The Spirit of Mawson - Australasian Antarctic Expedition 2013 - 2014

Australasian Antarctic Expedition

History of Antarctic Exploration in 30 Objects

This tin of tea was recovered from a cache left for the explorer Commander Scott during his abortive journey to the geographic South Pole in 1902. Setting out from their base on Ross Island on 2 November, a three man team comprising of Scott, Edward Wilson and Ernest Shackleton with 19 dogs, made the first serious attempt to sledge to the South Pole.  A number of caches had been laid by members of the expedition along the anticipated route to sustain Scott’s team on the return journey.

Robert Falcon Scott (1868-1912), a 31 year old Royal Navy officer, was not an obvious choice for leading the first official British expedition to Antarctica.  Scott had no polar experience and yet his natural aptitude and enthusiasm for traveling south, were enough to convince Clements Markham, president of the Royal Geographical Society, that the young officer was the right man to lead.  The National Antarctic Expedition aimed to combine science and exploration, and accordingly the team consisted of a mixture of naval men and scientists. Despite the scientific focus, Scott was given overall command of the expedition and was promoted to the rank of Commander.

Traveling on the purpose built ‘Discovery’, the expedition left British shores on 6 August 1901 and voyaged south via Macquarie Island and New Zealand, eventually reaching antarctic waters in early January 1902.  By 9 January, the team had reached Cape Adare (where Borchgrevink had established his base), but chose to sail on, following the edge of the Ross Ice Shelf to the east, recording weather observations and taking magnetic measurements as they went.  At the Bay of Whales, Scott became the first man to fly over Antarctica when he went up in a tethered hydrogen balloon followed by Shackleton, who took the first aerial photographs of the frozen continent.

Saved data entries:
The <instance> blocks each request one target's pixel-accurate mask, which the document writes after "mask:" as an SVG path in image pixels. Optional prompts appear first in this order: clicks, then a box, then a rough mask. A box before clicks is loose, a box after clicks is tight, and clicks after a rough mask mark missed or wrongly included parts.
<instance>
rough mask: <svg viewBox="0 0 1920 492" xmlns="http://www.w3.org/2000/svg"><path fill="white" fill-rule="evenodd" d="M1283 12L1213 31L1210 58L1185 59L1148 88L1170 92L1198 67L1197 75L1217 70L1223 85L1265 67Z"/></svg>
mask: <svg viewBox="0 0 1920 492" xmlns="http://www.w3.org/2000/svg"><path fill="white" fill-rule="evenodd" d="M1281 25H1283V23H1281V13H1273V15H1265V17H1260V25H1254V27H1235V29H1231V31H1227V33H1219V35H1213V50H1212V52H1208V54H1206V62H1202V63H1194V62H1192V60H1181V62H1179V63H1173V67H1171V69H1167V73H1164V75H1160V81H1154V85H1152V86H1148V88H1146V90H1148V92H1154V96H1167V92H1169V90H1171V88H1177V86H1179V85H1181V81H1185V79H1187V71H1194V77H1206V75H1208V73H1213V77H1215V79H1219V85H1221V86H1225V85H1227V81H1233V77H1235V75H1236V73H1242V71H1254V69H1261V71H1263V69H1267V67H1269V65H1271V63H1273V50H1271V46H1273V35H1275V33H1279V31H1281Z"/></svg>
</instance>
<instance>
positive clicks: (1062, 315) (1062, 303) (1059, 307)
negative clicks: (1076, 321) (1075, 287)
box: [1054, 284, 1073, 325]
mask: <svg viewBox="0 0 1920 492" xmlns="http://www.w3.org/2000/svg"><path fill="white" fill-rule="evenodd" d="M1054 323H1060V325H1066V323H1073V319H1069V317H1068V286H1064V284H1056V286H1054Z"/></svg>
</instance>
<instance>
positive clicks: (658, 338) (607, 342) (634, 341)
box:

▸ Tasks and exercises:
• A. Translate this sentence from the passage on Scott's expedition into Spanish: "The National Antarctic Expedition aimed to combine science and exploration, and accordingly the team consisted of a mixture of naval men and scientists."
• B. Using the passage on Scott's expedition, answer each question briefly:
(i) How many dogs went with the three-man team that set out on 2 November?
(ii) On what date did the expedition leave British shores?
(iii) Who took the first aerial photographs of Antarctica?
The data has no connection to the text.

▸ Solutions for each task:
• A. La Expedición Antártica Nacional tenía como objetivo combinar la ciencia y la exploración y, en consecuencia, el equipo estaba formado por una mezcla de marinos de la Armada y científicos.

• B.
(i) 19 dogs
(ii) 6 August 1901
(iii) Ernest Shackleton